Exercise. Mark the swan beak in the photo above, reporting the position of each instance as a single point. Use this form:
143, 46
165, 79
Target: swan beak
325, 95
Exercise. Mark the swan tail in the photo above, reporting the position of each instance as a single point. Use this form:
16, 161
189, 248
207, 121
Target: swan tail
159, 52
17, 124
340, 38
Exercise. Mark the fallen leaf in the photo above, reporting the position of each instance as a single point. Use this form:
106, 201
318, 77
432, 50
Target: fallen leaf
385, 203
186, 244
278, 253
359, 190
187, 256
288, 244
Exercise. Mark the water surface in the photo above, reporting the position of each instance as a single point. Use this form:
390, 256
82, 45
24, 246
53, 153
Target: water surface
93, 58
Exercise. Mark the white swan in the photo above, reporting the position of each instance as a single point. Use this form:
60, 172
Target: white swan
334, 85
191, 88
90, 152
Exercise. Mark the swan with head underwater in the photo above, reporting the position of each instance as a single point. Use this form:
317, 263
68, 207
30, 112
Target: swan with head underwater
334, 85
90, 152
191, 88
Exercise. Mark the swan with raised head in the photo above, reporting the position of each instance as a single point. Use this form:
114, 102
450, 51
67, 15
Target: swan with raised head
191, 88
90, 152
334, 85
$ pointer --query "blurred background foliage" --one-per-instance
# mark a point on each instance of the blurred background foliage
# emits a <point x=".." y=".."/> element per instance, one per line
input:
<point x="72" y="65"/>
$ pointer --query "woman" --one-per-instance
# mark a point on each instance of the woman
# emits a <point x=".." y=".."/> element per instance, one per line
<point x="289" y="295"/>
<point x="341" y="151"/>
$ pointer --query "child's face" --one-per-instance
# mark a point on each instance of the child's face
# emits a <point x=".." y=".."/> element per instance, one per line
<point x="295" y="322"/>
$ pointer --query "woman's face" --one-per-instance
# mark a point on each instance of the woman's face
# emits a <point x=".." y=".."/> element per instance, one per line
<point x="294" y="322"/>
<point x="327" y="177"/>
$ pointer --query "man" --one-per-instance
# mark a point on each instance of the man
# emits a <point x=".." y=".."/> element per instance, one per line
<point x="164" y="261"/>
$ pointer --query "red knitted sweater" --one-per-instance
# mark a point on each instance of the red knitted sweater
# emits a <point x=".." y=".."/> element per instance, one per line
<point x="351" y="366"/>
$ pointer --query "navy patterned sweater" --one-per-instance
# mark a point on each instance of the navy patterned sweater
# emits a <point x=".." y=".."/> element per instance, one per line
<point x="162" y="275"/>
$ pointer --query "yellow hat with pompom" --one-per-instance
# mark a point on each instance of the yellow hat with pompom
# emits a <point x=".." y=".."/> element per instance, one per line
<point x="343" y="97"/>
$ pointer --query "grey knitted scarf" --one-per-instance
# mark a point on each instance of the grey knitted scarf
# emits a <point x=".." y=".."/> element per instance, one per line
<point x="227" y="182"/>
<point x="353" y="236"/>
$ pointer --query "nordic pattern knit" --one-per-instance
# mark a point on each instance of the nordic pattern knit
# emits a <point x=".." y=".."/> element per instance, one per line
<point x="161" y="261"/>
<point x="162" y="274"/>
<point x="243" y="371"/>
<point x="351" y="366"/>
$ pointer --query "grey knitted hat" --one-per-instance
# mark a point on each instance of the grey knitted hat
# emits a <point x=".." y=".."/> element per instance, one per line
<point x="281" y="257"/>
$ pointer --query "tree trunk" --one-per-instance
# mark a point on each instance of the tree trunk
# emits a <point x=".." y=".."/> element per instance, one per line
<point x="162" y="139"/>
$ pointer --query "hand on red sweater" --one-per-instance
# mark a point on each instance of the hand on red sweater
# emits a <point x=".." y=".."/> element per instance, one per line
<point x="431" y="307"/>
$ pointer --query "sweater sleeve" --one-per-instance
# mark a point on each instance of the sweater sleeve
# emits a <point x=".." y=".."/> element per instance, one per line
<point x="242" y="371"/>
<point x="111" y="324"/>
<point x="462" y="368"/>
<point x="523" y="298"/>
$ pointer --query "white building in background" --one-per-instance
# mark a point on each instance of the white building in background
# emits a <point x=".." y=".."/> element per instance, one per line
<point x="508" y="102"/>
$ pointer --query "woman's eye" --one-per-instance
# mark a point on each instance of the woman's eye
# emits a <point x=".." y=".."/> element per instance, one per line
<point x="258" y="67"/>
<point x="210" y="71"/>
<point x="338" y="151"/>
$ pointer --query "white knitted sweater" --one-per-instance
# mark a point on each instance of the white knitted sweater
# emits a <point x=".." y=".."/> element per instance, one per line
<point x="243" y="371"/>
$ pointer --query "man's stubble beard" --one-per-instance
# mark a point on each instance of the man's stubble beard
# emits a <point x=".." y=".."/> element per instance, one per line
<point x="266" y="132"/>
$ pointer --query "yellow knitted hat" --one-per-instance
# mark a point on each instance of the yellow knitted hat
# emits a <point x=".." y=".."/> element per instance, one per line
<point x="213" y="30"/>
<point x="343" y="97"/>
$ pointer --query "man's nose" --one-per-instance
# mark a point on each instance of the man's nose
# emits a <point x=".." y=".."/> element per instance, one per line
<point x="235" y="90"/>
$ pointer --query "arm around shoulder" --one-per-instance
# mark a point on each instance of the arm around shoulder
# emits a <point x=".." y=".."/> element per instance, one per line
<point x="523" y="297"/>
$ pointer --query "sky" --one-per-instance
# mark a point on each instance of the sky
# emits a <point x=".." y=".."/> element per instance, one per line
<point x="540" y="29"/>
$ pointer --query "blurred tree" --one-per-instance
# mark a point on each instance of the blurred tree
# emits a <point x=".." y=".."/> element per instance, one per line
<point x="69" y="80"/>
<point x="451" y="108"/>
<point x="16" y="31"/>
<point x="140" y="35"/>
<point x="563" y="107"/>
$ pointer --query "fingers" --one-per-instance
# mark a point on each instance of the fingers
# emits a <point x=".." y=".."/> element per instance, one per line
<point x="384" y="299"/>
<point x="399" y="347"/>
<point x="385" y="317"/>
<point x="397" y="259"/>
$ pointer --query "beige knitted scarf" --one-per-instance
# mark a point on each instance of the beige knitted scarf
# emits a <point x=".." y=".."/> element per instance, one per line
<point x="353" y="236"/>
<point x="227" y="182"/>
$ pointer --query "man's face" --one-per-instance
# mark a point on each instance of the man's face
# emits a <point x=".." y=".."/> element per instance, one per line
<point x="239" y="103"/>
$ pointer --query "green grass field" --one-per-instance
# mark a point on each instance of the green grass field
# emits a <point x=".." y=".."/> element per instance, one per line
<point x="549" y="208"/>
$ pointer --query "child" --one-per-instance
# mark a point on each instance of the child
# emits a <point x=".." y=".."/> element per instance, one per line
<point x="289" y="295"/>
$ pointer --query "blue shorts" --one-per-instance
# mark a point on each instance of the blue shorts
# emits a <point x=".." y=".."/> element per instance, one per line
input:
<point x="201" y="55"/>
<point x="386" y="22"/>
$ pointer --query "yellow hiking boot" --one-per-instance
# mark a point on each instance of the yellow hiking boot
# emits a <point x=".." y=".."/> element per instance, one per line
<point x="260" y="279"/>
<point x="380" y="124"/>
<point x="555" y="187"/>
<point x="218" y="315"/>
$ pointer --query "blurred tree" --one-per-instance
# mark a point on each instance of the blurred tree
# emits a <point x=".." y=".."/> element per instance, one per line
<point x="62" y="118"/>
..........
What you should do
Select every line in the entries above that contains the string "nose", matching case exactly.

Answer in full
$ pointer --query "man's nose" --one-per-instance
# mark a point on each instance of the man's nose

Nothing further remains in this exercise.